SET EXERCISE
Pull out every line of the rows below that contains the string "hair", matching case exactly.
# start of RECORDS SHOWN
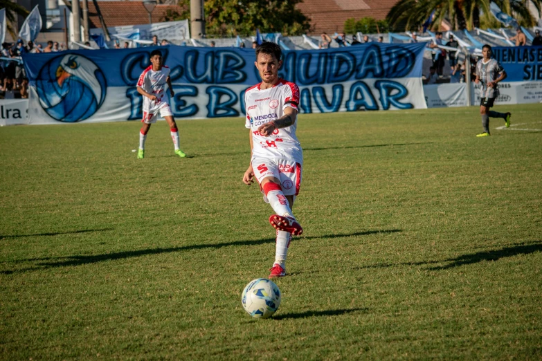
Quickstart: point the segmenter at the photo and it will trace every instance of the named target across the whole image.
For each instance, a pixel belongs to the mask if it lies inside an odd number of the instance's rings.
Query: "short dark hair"
[[[256,47],[257,59],[260,54],[273,55],[278,62],[280,61],[280,58],[282,57],[282,50],[280,50],[280,46],[276,43],[273,43],[271,41],[264,41]]]
[[[162,56],[162,52],[160,51],[158,49],[154,50],[152,50],[151,52],[151,57],[154,57],[154,55],[160,55],[161,57]]]

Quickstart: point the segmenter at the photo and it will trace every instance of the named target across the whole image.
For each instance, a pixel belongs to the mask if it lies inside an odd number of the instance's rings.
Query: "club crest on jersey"
[[[292,187],[293,187],[293,183],[289,179],[287,179],[282,182],[282,187],[284,189],[290,189]]]

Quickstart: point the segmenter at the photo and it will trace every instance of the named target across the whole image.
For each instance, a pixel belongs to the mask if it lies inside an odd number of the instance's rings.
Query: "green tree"
[[[6,9],[6,19],[8,20],[6,28],[8,31],[11,35],[11,37],[13,39],[17,38],[17,30],[13,28],[13,23],[15,22],[15,17],[17,15],[21,15],[22,17],[26,17],[28,15],[28,10],[18,5],[16,3],[12,2],[10,0],[0,0],[0,9]]]
[[[472,30],[480,24],[493,23],[493,15],[489,11],[491,2],[491,0],[399,0],[390,10],[387,19],[394,29],[417,30],[435,10],[433,28],[438,29],[442,21],[446,20],[453,30]],[[532,26],[536,23],[529,12],[529,5],[533,4],[539,15],[542,8],[542,0],[496,0],[495,3],[524,26]]]
[[[296,8],[302,0],[206,0],[206,32],[209,36],[233,37],[262,33],[300,35],[310,30],[310,19]],[[179,0],[185,9],[172,19],[190,19],[190,0]]]

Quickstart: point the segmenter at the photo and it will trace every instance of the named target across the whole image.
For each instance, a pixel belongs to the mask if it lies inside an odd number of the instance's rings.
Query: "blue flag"
[[[427,28],[431,26],[431,24],[433,24],[433,17],[434,16],[435,10],[433,10],[431,15],[429,15],[429,17],[427,18],[427,20],[426,20],[425,22],[422,24],[424,26],[424,33],[425,33],[427,30]]]

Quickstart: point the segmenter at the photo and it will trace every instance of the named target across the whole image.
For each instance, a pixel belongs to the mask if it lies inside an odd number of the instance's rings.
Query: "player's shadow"
[[[519,254],[530,254],[536,252],[542,252],[542,241],[534,241],[530,244],[516,243],[509,247],[498,250],[491,250],[476,253],[462,254],[455,258],[449,258],[443,260],[422,261],[419,262],[401,262],[397,263],[377,263],[374,265],[356,267],[355,269],[386,268],[401,266],[424,266],[430,264],[446,263],[443,266],[435,266],[427,268],[430,270],[441,270],[460,267],[462,266],[477,263],[484,261],[498,261],[502,258],[512,257]]]
[[[273,316],[271,320],[280,321],[281,320],[307,318],[319,316],[340,316],[341,315],[346,315],[347,313],[351,313],[353,312],[367,313],[368,311],[369,308],[364,307],[361,308],[343,308],[338,310],[326,310],[322,311],[306,311],[297,313],[279,314],[276,316]]]
[[[322,148],[303,148],[303,151],[328,150],[328,149],[351,149],[356,148],[373,148],[375,147],[401,147],[404,145],[417,145],[419,144],[431,144],[433,142],[420,143],[398,143],[398,144],[374,144],[368,145],[352,145],[349,147],[323,147]]]
[[[20,237],[32,237],[39,236],[58,236],[60,234],[76,234],[78,233],[87,233],[89,232],[103,232],[114,230],[114,228],[100,228],[99,230],[80,230],[70,232],[45,232],[45,233],[34,233],[32,234],[0,234],[0,239],[3,238],[20,238]]]
[[[311,236],[303,237],[305,239],[318,239],[318,238],[338,238],[338,237],[347,237],[350,236],[366,236],[379,233],[392,233],[395,232],[401,232],[400,230],[371,230],[364,232],[356,232],[349,234],[327,234],[323,236]],[[27,259],[22,260],[17,260],[17,263],[21,263],[24,261],[33,261],[36,262],[34,267],[28,268],[23,268],[15,270],[3,270],[0,271],[0,274],[10,275],[14,272],[21,272],[29,270],[42,270],[44,268],[56,268],[56,267],[68,267],[73,266],[82,266],[85,264],[96,263],[98,262],[102,262],[105,261],[112,261],[117,259],[125,259],[128,258],[138,257],[142,256],[148,256],[153,254],[161,254],[163,253],[172,253],[175,252],[184,252],[195,250],[204,250],[204,249],[217,249],[222,248],[223,247],[231,247],[231,246],[258,246],[265,243],[271,243],[275,242],[274,238],[256,239],[249,241],[236,241],[234,242],[225,242],[222,243],[211,243],[211,244],[197,244],[192,246],[185,246],[182,247],[171,247],[167,248],[147,248],[145,250],[138,250],[133,251],[125,251],[117,252],[113,253],[106,253],[103,254],[94,254],[94,255],[73,255],[63,257],[45,257],[42,259]],[[53,261],[51,261],[54,260]]]

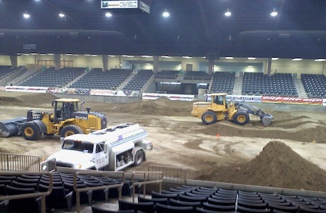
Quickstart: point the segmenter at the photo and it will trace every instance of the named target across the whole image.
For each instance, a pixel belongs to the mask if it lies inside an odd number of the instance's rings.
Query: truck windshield
[[[62,149],[74,150],[83,153],[92,153],[94,145],[89,142],[64,140],[62,144]]]

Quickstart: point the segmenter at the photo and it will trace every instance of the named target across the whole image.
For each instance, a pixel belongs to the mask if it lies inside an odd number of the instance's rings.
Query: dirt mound
[[[15,103],[23,104],[23,102],[13,97],[0,97],[0,105],[12,105]]]
[[[248,163],[201,171],[196,179],[239,184],[326,191],[326,171],[285,143],[271,141]]]
[[[6,92],[0,92],[0,105],[51,106],[51,101],[57,97],[51,93]]]
[[[172,101],[167,98],[130,104],[111,104],[110,111],[159,116],[190,116],[191,102]]]

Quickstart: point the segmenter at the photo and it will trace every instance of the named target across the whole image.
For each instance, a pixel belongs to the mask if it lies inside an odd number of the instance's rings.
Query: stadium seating
[[[139,70],[136,75],[123,87],[123,90],[141,91],[144,85],[153,76],[151,70]]]
[[[210,80],[212,75],[205,71],[186,71],[184,80]]]
[[[244,72],[242,94],[281,95],[298,97],[294,80],[290,73]]]
[[[84,67],[64,67],[55,70],[50,67],[42,70],[18,86],[61,87],[84,73]]]
[[[70,88],[93,89],[116,89],[130,75],[131,70],[111,69],[103,71],[96,68],[77,80]]]
[[[301,81],[310,97],[326,97],[326,77],[324,75],[301,74]]]
[[[215,72],[213,75],[212,85],[210,92],[226,92],[232,94],[235,84],[235,73],[234,72]]]
[[[155,79],[176,79],[178,77],[177,70],[162,70],[154,74]]]

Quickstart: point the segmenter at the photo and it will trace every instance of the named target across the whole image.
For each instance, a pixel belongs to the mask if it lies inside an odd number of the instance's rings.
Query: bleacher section
[[[305,92],[310,97],[326,97],[326,77],[324,75],[301,74]]]
[[[50,67],[38,72],[18,86],[60,87],[82,75],[84,67],[63,67],[55,70]]]
[[[232,94],[235,84],[235,73],[234,72],[215,72],[213,75],[212,85],[210,92],[226,92]]]
[[[11,66],[0,65],[0,77],[5,76],[14,70],[11,68]]]
[[[290,73],[244,72],[242,94],[282,95],[298,97],[293,78]]]
[[[211,75],[209,75],[205,71],[186,71],[184,77],[184,80],[210,80],[211,78]]]
[[[308,197],[295,195],[293,191],[286,195],[185,184],[152,190],[146,195],[140,194],[142,187],[137,187],[138,195],[135,195],[133,202],[131,188],[135,182],[133,180],[106,175],[74,176],[73,173],[55,172],[51,181],[44,174],[0,175],[0,196],[47,192],[52,182],[52,192],[45,197],[47,212],[74,210],[77,192],[74,185],[77,190],[86,189],[79,194],[80,204],[89,207],[83,212],[326,212],[326,199],[315,195]],[[105,188],[113,185],[115,187]],[[101,188],[91,189],[96,187]],[[1,212],[38,212],[38,204],[40,200],[35,197],[10,200],[0,202],[0,209],[4,210]]]
[[[123,90],[141,91],[142,87],[153,76],[152,70],[140,70],[136,75],[123,87]]]
[[[322,198],[186,185],[138,195],[137,202],[120,199],[118,203],[115,211],[134,212],[326,212],[326,200]],[[113,212],[96,204],[92,210]]]
[[[177,70],[162,70],[155,73],[154,77],[157,79],[176,79],[178,75],[179,71]]]
[[[71,88],[93,89],[116,89],[130,75],[132,70],[111,69],[103,71],[95,68],[70,85]]]

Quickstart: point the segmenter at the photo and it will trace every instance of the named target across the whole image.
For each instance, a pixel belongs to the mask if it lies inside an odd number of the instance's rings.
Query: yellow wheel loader
[[[273,116],[266,114],[258,107],[239,102],[227,102],[226,93],[210,94],[210,102],[193,104],[191,115],[201,119],[205,124],[211,124],[218,121],[231,120],[235,124],[244,125],[249,121],[249,114],[259,116],[265,126],[269,126]]]
[[[90,108],[79,109],[78,99],[57,99],[52,102],[53,113],[28,110],[26,117],[0,122],[0,136],[22,136],[26,140],[38,140],[42,134],[66,137],[89,133],[106,128],[106,116]]]

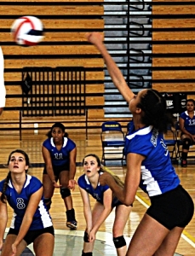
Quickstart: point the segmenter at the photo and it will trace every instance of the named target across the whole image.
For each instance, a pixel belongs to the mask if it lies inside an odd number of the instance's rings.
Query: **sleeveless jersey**
[[[52,165],[54,166],[69,164],[69,154],[76,148],[75,143],[67,137],[64,137],[64,143],[60,150],[56,148],[53,137],[45,140],[43,146],[49,151]]]
[[[181,113],[180,117],[184,119],[185,129],[191,134],[195,135],[195,111],[192,119],[189,117],[187,111]]]
[[[126,137],[124,154],[142,154],[140,187],[149,196],[161,195],[176,188],[180,179],[171,164],[163,136],[152,126],[135,131],[131,126]]]
[[[4,180],[0,182],[0,191],[3,191]],[[18,194],[9,179],[5,192],[7,201],[13,208],[11,228],[20,230],[23,217],[27,208],[31,195],[43,186],[42,183],[36,177],[26,175],[26,183],[20,194]],[[29,230],[42,230],[52,226],[51,218],[43,204],[43,195],[35,212]]]

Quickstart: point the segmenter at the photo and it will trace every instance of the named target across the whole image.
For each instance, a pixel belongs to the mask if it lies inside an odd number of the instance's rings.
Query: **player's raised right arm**
[[[88,41],[93,44],[102,55],[113,84],[129,103],[129,101],[134,97],[134,93],[128,86],[120,69],[108,53],[103,43],[103,36],[99,32],[91,32],[87,33],[86,38]]]

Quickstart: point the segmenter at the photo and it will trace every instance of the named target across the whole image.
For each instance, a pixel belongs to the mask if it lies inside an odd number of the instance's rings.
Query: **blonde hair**
[[[103,165],[101,165],[100,160],[96,154],[89,154],[85,155],[85,157],[83,160],[83,163],[84,163],[84,159],[88,156],[92,156],[92,157],[96,159],[97,163],[98,163],[98,166],[100,167],[100,169],[99,170],[99,172],[108,172],[114,178],[115,182],[118,184],[118,186],[120,186],[121,188],[123,188],[124,183],[120,179],[120,177],[118,176],[115,175],[115,173],[113,172],[112,172],[109,168],[107,168],[107,167],[104,166]]]

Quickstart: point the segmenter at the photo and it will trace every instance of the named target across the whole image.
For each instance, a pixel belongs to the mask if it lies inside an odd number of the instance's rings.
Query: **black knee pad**
[[[85,242],[89,242],[88,239],[89,239],[88,233],[86,231],[84,231],[83,241]]]
[[[123,236],[113,237],[113,242],[116,248],[120,248],[126,245],[126,241]]]
[[[51,203],[52,203],[51,198],[44,198],[44,203],[45,203],[48,210],[49,210],[51,207]]]
[[[187,149],[189,150],[191,145],[191,140],[189,138],[185,138],[183,140],[183,149]]]
[[[64,199],[71,195],[71,190],[67,188],[60,188],[61,198]]]

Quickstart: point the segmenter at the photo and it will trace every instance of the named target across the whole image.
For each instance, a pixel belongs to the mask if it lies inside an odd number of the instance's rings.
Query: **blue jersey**
[[[0,182],[0,191],[3,191],[4,180]],[[5,192],[9,206],[14,209],[11,228],[20,230],[23,217],[27,208],[31,195],[43,186],[39,179],[33,176],[26,175],[26,183],[20,194],[17,193],[9,179]],[[51,218],[43,204],[43,195],[35,212],[29,230],[42,230],[52,226]]]
[[[49,151],[52,165],[54,166],[69,164],[69,154],[76,148],[75,143],[67,137],[64,137],[64,143],[60,150],[56,148],[53,137],[45,140],[43,146]]]
[[[189,117],[187,111],[181,113],[180,117],[184,119],[185,129],[191,134],[195,135],[195,111],[192,119]]]
[[[135,131],[131,126],[126,137],[124,153],[144,155],[140,187],[149,196],[161,195],[176,188],[180,179],[171,164],[163,136],[152,126]]]
[[[103,204],[104,192],[109,189],[108,185],[101,186],[100,183],[98,183],[97,187],[94,189],[85,174],[79,177],[77,183],[80,188],[86,190],[95,199],[96,199],[97,201]]]

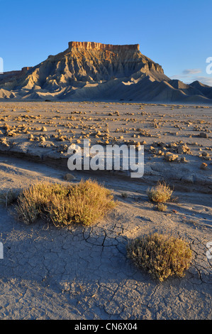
# end of RECORDS SHOWN
SOLVED EXERCISE
Query: "short dark hair"
Query: **blonde hair**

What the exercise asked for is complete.